| Challenge |
Please locate each line in the data that contains the word "green", and copy those lines.

Records from a data collection:
[Start]
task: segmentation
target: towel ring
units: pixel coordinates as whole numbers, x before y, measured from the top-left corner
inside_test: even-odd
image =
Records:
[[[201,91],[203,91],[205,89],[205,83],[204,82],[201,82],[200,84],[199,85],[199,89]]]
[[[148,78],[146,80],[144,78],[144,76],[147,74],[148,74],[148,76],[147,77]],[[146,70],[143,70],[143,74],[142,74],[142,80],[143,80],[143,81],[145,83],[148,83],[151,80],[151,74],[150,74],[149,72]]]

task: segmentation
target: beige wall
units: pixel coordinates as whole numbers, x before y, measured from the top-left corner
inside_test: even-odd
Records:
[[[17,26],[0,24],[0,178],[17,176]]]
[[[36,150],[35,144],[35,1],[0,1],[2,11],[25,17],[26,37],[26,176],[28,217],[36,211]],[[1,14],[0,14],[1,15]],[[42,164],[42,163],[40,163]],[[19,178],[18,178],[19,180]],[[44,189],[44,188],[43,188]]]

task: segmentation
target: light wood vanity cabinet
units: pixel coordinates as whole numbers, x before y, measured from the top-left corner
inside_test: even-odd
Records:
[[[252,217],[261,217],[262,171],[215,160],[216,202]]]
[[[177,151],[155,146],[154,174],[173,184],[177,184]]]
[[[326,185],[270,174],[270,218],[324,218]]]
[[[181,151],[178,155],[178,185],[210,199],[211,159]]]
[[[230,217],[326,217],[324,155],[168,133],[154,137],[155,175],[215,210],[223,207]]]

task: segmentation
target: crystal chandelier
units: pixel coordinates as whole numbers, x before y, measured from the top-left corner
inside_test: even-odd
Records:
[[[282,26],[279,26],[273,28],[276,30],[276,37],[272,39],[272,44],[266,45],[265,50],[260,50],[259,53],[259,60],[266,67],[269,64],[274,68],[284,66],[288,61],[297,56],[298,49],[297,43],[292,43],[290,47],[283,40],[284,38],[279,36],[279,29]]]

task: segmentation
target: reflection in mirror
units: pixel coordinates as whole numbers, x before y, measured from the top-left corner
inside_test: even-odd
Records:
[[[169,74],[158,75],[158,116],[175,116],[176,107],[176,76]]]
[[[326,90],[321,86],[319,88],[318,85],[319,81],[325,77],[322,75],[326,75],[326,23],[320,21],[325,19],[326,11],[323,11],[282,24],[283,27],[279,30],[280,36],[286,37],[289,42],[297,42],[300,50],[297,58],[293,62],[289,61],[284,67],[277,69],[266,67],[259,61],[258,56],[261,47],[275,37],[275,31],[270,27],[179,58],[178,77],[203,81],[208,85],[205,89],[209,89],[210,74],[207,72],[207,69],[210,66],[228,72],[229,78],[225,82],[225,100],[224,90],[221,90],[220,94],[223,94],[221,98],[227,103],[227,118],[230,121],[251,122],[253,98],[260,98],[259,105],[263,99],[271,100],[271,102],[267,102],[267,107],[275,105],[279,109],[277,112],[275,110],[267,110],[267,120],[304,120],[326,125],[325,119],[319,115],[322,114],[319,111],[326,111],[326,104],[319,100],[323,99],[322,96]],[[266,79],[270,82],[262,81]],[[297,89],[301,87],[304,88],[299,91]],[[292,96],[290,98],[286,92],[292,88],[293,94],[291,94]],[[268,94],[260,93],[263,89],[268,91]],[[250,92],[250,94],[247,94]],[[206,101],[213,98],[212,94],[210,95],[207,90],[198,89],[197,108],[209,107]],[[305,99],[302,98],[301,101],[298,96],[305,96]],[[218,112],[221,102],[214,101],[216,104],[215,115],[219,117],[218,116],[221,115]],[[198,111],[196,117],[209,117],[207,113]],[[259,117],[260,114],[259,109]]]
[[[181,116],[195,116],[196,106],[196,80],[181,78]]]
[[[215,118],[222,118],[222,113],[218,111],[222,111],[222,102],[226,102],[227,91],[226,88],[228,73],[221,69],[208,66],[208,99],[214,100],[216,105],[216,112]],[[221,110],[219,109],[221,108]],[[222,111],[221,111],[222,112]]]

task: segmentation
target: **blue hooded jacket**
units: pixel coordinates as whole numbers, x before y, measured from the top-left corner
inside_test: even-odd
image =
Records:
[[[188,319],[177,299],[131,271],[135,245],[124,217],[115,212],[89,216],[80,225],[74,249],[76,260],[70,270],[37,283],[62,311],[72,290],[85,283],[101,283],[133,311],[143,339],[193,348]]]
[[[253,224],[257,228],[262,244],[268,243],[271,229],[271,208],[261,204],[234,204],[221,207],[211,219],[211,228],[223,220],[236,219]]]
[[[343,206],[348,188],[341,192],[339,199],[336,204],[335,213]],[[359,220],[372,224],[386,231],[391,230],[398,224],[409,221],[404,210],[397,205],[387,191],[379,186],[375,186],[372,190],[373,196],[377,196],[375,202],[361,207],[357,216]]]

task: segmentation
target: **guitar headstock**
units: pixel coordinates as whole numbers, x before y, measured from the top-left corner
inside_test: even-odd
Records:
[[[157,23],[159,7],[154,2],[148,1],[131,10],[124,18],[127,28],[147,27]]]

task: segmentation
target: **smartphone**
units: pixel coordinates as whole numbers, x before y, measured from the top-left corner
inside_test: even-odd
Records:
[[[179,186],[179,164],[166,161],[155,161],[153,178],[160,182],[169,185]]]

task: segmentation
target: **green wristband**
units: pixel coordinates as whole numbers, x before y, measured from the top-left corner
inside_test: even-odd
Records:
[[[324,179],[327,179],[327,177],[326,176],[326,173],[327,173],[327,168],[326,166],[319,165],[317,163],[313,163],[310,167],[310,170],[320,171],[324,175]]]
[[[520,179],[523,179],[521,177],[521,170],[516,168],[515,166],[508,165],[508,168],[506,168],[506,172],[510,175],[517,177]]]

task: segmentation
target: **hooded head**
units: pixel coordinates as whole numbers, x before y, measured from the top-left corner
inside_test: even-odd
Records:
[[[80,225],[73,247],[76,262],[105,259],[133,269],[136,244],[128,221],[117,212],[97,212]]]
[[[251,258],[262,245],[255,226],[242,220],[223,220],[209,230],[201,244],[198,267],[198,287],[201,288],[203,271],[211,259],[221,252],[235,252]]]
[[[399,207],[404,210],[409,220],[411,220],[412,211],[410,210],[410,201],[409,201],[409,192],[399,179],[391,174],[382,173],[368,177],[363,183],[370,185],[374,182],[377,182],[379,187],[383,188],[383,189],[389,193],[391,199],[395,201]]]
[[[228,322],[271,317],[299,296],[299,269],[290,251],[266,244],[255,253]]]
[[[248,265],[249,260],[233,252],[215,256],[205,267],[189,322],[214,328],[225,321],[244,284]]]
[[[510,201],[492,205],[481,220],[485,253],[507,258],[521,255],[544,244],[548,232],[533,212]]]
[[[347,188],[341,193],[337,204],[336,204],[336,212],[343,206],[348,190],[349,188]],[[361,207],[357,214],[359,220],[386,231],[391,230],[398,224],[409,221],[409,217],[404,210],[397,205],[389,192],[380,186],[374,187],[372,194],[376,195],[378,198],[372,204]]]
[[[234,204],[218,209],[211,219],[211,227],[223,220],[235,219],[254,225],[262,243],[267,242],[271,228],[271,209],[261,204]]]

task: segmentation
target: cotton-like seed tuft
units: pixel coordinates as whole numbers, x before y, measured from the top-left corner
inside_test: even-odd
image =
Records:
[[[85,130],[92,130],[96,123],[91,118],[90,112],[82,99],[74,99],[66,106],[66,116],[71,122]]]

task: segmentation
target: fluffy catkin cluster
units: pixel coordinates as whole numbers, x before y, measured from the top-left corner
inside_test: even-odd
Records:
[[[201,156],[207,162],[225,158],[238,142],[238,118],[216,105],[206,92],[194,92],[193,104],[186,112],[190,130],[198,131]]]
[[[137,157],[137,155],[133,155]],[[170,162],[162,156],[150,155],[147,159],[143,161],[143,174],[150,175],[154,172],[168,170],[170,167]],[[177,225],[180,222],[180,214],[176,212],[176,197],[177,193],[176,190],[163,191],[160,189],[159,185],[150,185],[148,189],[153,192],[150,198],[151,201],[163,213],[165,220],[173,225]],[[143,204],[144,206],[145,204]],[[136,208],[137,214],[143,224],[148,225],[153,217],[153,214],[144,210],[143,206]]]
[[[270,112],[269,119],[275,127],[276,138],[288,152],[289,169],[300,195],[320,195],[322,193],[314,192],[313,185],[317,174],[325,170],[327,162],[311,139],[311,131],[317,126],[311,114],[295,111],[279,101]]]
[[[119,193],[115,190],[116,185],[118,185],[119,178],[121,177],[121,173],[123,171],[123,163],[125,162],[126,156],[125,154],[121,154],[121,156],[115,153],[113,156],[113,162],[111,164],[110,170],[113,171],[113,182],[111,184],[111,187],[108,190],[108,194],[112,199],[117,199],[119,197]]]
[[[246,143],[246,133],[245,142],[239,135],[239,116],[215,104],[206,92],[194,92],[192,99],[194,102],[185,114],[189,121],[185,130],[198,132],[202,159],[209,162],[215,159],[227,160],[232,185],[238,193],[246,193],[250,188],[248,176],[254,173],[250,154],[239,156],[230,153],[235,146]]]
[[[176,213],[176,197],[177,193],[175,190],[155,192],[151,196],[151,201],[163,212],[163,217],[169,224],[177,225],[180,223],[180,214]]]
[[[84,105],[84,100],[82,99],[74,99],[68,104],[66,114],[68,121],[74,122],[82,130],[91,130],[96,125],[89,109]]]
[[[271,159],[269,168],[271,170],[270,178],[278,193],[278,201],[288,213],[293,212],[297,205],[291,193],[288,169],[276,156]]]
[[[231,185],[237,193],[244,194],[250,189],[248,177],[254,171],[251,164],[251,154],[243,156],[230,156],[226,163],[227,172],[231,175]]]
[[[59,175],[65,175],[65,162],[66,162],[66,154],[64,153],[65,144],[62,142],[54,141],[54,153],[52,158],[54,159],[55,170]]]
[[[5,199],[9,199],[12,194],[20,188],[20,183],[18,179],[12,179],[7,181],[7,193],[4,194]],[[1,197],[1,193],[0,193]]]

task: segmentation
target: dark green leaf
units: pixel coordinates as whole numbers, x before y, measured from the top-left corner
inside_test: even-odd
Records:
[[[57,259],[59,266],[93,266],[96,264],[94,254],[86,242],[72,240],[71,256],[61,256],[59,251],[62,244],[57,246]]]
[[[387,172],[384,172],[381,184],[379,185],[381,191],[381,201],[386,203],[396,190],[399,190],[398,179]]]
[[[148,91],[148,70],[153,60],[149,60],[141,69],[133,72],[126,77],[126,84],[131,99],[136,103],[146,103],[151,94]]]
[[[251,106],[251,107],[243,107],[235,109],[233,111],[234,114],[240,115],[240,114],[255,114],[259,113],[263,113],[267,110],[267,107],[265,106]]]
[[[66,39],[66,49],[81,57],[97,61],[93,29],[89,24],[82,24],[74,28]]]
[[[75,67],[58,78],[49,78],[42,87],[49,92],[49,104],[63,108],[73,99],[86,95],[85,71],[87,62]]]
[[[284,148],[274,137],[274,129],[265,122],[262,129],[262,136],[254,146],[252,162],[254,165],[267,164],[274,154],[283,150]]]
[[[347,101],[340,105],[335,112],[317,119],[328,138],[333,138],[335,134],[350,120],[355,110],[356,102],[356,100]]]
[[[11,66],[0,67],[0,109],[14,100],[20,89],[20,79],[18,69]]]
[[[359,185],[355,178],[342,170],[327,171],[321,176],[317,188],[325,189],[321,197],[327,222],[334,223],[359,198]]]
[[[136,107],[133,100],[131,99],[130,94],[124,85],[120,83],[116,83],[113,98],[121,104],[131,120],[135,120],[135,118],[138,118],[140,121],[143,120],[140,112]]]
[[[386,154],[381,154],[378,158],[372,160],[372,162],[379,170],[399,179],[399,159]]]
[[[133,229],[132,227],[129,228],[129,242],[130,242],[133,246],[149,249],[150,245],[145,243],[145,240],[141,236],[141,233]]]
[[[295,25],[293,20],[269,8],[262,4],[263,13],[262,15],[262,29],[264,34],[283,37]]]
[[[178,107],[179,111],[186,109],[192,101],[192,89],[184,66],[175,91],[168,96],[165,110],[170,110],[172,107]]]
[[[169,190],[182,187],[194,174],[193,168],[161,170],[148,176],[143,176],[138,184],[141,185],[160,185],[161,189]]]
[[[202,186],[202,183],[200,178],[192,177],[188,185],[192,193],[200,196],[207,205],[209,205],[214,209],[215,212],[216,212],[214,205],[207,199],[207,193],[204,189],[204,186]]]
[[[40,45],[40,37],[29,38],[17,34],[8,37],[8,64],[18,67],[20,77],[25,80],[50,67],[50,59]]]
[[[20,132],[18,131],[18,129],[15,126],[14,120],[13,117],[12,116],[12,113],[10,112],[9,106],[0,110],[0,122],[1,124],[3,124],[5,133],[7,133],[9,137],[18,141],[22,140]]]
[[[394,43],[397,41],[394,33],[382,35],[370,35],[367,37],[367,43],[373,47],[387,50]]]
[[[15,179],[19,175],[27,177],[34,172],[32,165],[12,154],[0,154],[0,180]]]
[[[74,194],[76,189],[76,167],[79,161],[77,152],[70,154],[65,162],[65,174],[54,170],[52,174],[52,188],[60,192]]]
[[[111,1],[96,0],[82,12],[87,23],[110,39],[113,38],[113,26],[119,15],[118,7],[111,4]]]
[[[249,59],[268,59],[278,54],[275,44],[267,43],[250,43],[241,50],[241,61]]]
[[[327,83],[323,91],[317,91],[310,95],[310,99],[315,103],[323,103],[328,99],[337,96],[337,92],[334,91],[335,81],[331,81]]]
[End]
| Completed exercise |
target: **green wristband**
target: dark green leaf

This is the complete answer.